### Task requirements
Each line below that contains the word "gives" must be copied.
Record extracts: Begin
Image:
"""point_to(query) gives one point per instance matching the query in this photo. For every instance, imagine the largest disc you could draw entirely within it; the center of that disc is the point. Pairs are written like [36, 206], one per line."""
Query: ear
Record extracts: End
Record extracts: Begin
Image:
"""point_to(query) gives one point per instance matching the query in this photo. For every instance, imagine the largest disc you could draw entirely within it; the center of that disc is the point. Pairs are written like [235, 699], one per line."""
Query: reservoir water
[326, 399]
Record extracts: End
Record extracts: Begin
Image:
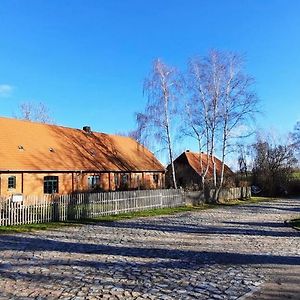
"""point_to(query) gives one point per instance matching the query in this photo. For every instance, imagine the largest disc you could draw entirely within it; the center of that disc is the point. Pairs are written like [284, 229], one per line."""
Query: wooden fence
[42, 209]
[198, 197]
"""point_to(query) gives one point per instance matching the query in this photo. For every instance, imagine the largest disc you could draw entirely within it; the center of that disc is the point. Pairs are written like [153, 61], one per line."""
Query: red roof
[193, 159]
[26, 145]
Record extracts: End
### Response area
"""point_to(query) gives one point per instance matching the query in this photo. For every instance, imagine the largest disc you could draw entirely within it; the center of that disc is the point. Pairs are written like [36, 206], one per line."""
"""point_to(query) gives one point per instance matching the query in this photo. For every instance, imagine the largest disc you could draw entirely within it; the center of that disc is the point. Pairs are written like [235, 699], one per line."""
"""point_to(query) gives one point per instance matching the query in this photo. For every instance, imagine the largest disc you could draw entirely within it; the center of that disc is the point. Pairs are written like [284, 229], one per line."""
"""point_to(query) gives one point per instance matching the query in this photo. For every instance, imagine the largest disc you could draw entirely within it; the center of that disc is the point. Pairs are written like [153, 61], one per line."""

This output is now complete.